[Coordinate labeling data]
[Begin]
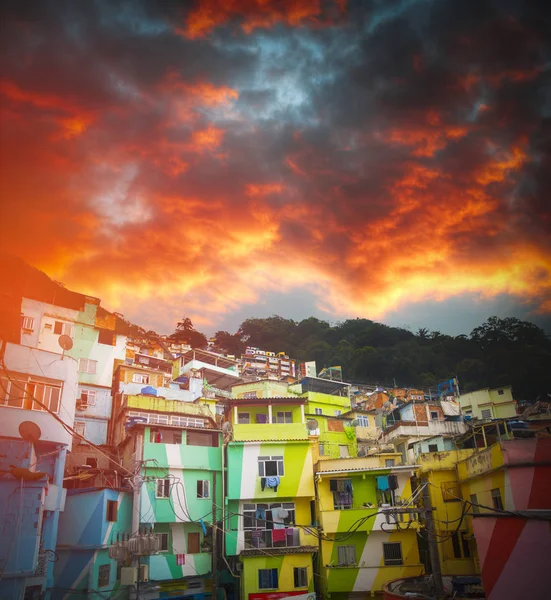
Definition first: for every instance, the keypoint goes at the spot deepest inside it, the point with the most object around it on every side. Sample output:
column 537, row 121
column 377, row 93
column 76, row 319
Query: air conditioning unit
column 129, row 576
column 143, row 575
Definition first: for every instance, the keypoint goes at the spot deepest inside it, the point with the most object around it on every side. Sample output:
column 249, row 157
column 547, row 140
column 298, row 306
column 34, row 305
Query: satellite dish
column 65, row 342
column 30, row 431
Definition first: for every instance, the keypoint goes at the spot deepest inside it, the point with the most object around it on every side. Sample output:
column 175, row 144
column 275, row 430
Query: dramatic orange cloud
column 269, row 148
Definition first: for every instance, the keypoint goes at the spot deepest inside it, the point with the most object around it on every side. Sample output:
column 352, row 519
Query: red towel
column 278, row 535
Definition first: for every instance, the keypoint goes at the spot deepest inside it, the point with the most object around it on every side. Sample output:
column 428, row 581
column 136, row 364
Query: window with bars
column 451, row 491
column 86, row 365
column 267, row 579
column 104, row 573
column 270, row 466
column 61, row 328
column 112, row 510
column 162, row 488
column 203, row 488
column 300, row 576
column 392, row 553
column 496, row 499
column 284, row 417
column 346, row 555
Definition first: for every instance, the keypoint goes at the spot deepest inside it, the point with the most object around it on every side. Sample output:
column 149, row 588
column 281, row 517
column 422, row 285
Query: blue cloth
column 272, row 482
column 382, row 483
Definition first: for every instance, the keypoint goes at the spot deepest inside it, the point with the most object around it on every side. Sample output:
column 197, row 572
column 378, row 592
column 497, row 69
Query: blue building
column 33, row 444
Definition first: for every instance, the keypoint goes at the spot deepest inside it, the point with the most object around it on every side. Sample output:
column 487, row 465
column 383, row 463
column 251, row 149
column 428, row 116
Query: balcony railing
column 272, row 538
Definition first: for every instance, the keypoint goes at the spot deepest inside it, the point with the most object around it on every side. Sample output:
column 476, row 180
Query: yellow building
column 489, row 403
column 360, row 549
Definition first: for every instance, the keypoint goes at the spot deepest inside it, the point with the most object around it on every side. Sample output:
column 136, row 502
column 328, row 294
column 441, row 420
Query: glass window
column 300, row 575
column 346, row 555
column 392, row 552
column 267, row 579
column 104, row 573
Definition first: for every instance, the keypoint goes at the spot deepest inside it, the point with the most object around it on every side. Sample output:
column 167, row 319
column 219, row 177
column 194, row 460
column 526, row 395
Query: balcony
column 338, row 521
column 270, row 431
column 410, row 429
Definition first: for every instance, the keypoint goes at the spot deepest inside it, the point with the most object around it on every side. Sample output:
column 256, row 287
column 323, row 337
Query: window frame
column 165, row 486
column 270, row 575
column 280, row 465
column 451, row 491
column 350, row 558
column 111, row 511
column 203, row 483
column 102, row 582
column 87, row 362
column 392, row 561
column 300, row 573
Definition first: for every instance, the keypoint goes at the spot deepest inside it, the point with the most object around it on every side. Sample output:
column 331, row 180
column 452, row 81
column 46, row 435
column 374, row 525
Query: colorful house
column 176, row 450
column 93, row 520
column 34, row 445
column 489, row 403
column 362, row 547
column 509, row 487
column 269, row 518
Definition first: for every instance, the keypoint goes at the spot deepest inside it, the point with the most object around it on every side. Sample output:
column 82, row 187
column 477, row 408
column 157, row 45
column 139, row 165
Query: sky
column 226, row 159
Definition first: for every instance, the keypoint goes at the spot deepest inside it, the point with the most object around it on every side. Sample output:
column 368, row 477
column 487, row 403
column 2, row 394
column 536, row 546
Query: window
column 270, row 466
column 27, row 323
column 346, row 555
column 460, row 545
column 202, row 438
column 112, row 508
column 300, row 576
column 47, row 395
column 88, row 397
column 163, row 541
column 284, row 417
column 104, row 573
column 87, row 366
column 163, row 488
column 107, row 337
column 193, row 543
column 496, row 499
column 80, row 429
column 392, row 553
column 451, row 492
column 63, row 328
column 203, row 488
column 267, row 579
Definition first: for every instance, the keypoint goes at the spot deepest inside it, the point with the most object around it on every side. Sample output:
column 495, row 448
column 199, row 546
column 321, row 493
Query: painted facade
column 511, row 475
column 489, row 403
column 360, row 551
column 270, row 494
column 93, row 520
column 31, row 472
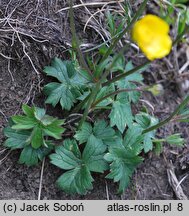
[End]
- **WORK TO BE COMPLETED**: Count the lines in the records that contain the word "building", and reply with the number alone.

- **EXERCISE ANSWER**: 2